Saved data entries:
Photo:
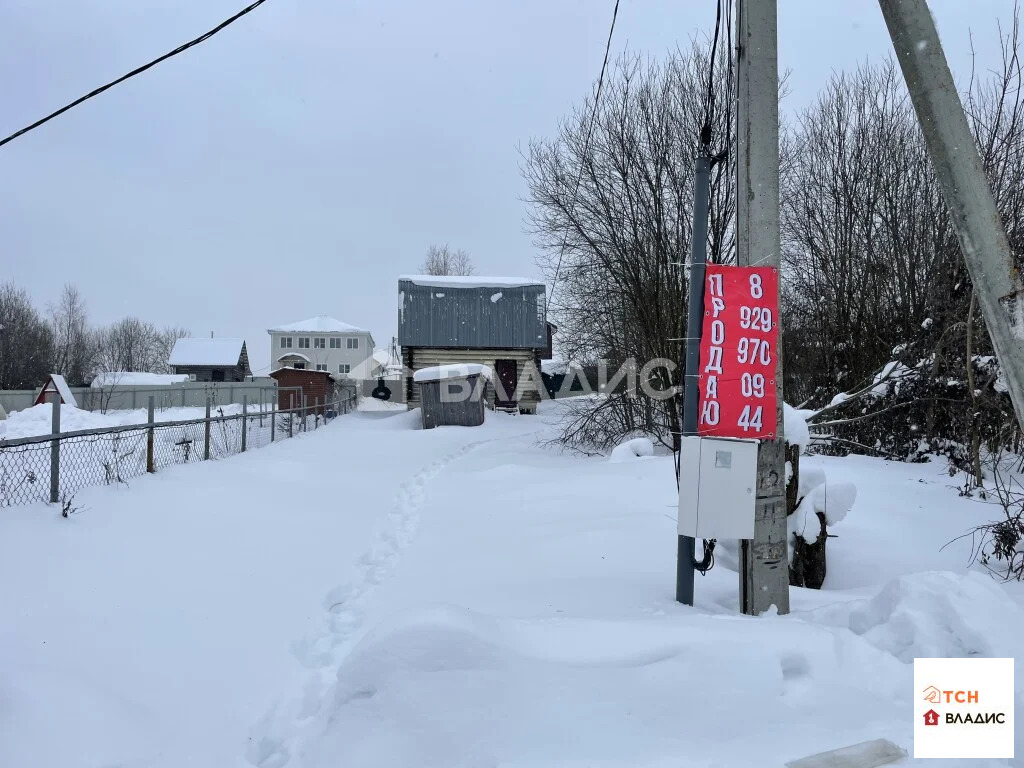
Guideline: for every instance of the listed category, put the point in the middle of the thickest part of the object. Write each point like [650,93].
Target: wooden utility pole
[962,175]
[764,566]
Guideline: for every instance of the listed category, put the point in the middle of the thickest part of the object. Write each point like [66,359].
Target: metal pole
[151,463]
[962,175]
[55,450]
[686,546]
[764,568]
[206,429]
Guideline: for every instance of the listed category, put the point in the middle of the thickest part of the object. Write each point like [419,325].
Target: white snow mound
[639,448]
[939,614]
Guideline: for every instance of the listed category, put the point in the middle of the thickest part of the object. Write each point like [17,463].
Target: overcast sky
[298,162]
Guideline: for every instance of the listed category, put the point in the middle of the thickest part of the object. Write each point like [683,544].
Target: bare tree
[164,344]
[442,260]
[614,246]
[26,341]
[73,341]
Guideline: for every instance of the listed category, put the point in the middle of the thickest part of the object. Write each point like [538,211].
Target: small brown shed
[453,394]
[317,386]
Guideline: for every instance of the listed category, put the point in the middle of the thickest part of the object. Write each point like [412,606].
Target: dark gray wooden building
[496,322]
[211,359]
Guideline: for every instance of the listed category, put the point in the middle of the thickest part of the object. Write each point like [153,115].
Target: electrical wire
[180,49]
[710,98]
[586,143]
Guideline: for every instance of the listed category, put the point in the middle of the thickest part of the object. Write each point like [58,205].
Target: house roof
[298,355]
[472,281]
[135,379]
[60,386]
[301,371]
[322,324]
[452,371]
[203,351]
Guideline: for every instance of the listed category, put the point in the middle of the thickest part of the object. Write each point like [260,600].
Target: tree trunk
[808,565]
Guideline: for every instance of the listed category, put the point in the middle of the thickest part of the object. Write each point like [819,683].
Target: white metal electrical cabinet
[717,487]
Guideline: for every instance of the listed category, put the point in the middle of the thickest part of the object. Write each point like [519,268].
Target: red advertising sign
[737,351]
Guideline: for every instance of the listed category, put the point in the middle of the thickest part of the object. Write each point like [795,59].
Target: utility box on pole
[994,271]
[717,487]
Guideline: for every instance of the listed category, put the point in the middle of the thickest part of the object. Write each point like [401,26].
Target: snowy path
[345,608]
[156,627]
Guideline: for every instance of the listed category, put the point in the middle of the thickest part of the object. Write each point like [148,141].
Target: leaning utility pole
[764,565]
[957,166]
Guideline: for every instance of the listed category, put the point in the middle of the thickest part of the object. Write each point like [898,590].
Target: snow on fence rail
[129,397]
[54,467]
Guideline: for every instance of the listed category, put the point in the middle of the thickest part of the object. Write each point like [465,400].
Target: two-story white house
[324,343]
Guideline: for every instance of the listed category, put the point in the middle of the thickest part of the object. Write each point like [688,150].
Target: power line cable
[180,49]
[586,143]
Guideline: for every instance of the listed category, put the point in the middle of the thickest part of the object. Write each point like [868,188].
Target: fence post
[150,458]
[55,451]
[206,449]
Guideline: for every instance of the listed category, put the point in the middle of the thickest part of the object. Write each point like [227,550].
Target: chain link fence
[54,468]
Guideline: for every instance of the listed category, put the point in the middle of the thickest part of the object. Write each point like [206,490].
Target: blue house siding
[473,317]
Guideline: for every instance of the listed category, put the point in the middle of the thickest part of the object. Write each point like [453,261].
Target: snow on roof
[322,324]
[301,371]
[472,281]
[61,386]
[292,355]
[203,351]
[135,379]
[452,371]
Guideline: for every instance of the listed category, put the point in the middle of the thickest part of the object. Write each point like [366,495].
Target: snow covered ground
[379,596]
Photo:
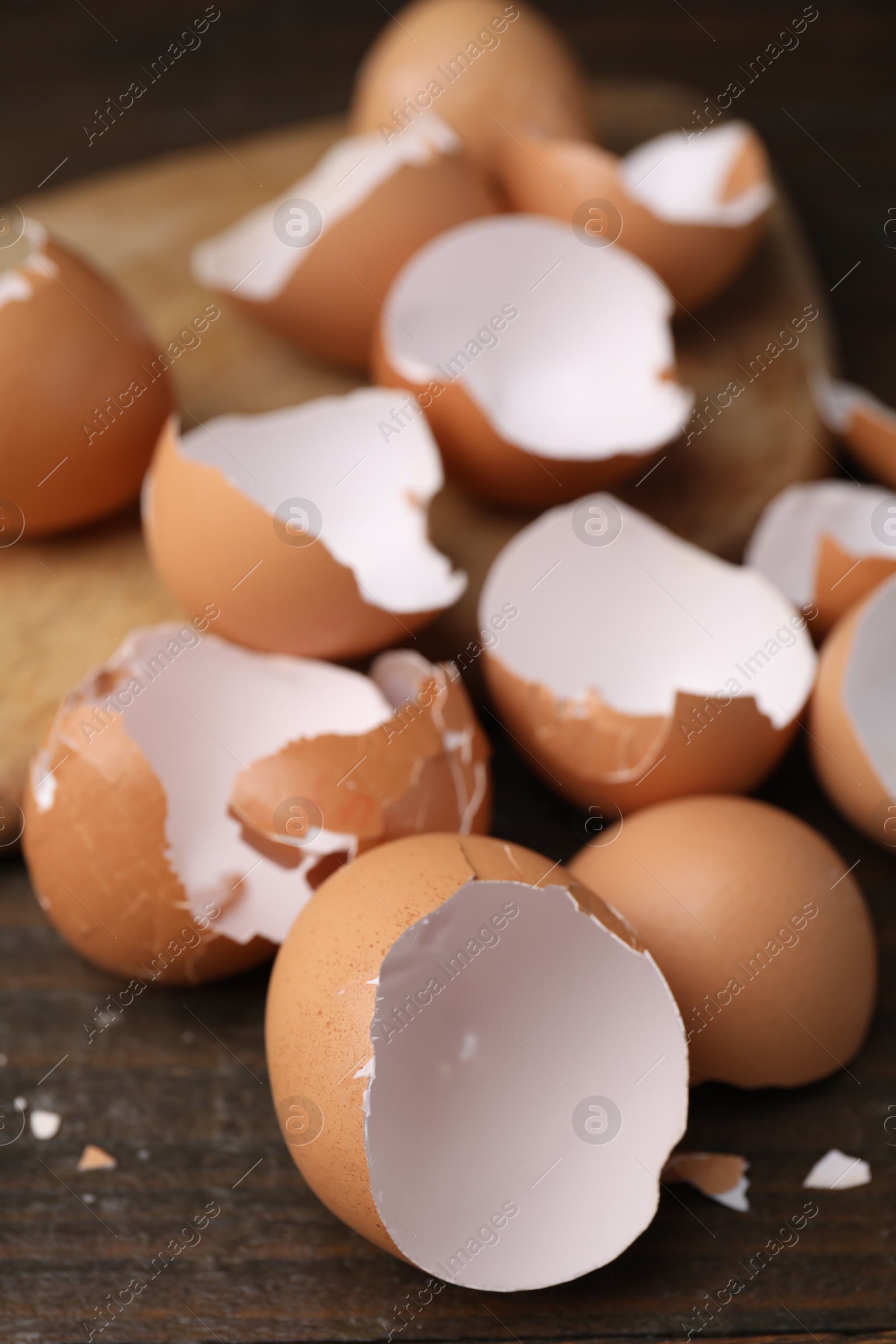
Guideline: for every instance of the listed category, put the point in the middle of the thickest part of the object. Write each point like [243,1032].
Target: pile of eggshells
[480,1060]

▶ _Exercise instructions_: Extract, word for word, each line from the one that contains "point like [868,188]." through the final line of the data above. Leave the pictures out.

▶ _Worked solution_:
Guideline: for every instance of the listed category, put the point in the middle of the thickest part of the object. Write each point like [868,188].
Target: fence post
[150,458]
[55,451]
[206,449]
Guideline: for every instance of the listed category, put the point in the middle of the thickest part of the object. Write each point like [227,550].
Target: chain link fence
[54,468]
Guideline: for every instance of the listed category, put the point in the middle of the thickest part of the object. Write each point like [206,490].
Target: blue house siding
[473,317]
Guideline: for every instance of the listed category, put the point in the middle of the thickest part of the object. Write each point like [453,261].
Target: snow on roof
[322,324]
[301,371]
[472,281]
[61,386]
[292,355]
[203,351]
[135,379]
[452,371]
Guideline: for every instance of the listed category, put the point in the middle of the thickest part of the object. Write each point like [366,495].
Target: snow covered ground
[379,596]
Photo:
Guideline: for every instance of the listed category, put the point in the middle of the thickest part of the object. Write each point like [243,1032].
Target: pile of eggshells
[480,1060]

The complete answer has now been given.